● **Extrait**

++++++++

Un couple, dont la couleur de peau indique assez que les vacances commencent à peine, investit quelques mètres carrés : lui, les tempes argentées, une barbiche, grise aussi, de petites lunettes d’intellectuel et l’air sérieux, s’absorbe dans la lecture d’un magazine. Elle, sous un grand chapeau de paille vient d’ôter sa robe imprimée «ethnique» qu’elle plie avec soin. Elle bronze «seins nus». C’est un signe. En effet, depuis quelques années déjà, la tendance se confirme : il n’y a plus que les soixante-huitardes pour perpétuer cette tradition. Pendant la guerre froide, ces guerrières pointaient les ogives de leurs missiles vers le ciel, puis le mur de Berlin est tombé. Les hormones en déroute, elles se sont résignées à la défaite qu’elles ne cherchent même pas à masquer. Des bobos parisiens, un couple «feue CAMIF» ? Après que l’on a pu lire le titre du magazine qu’il tient entre les mains, on n’a plus de doute, on est rassuré en somme. Il s’agit du « Nouvel Observateur ».
L’esprit est en éveil, des conversations nous parviennent, des phrases se détachent, en relief, le regard circule puis s’attarde. Un geste insolite, une situation amusante retiennent l’attention. Cet homme qui gonfle, avec un pied, imperturbable, raide, dans une attitude militaire, en fixant la mer, le bateau de sa fille. Il pompe et pompe encore, sans s’apercevoir que c’est dans le vide, que la baudruche reste à plat, ratatinée. L’épouse et l’enfant, assises et occupées à manger des cookies n’ont rien vu et sont restées indifférentes, laissant Sisyphe à son rocher !

++++++++

● **Données**

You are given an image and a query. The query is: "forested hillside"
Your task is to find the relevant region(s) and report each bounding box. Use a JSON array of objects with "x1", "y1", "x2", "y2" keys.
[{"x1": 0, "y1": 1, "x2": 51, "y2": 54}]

++++++++

● **Exercices**
(A) Traduisez en anglais cette phrase de l'extrait : « Un geste insolite, une situation amusante retiennent l'attention. »
(B) Dans la première phrase de l'extrait, quels détails décrivent l'apparence de l'homme qui lit le magazine ? Citez-les tous.

● **Corrigés**
(A) An unusual gesture, an amusing situation catch the eye.

(B)
- les tempes argentées
- une barbiche, grise aussi
- de petites lunettes d'intellectuel
- l'air sérieux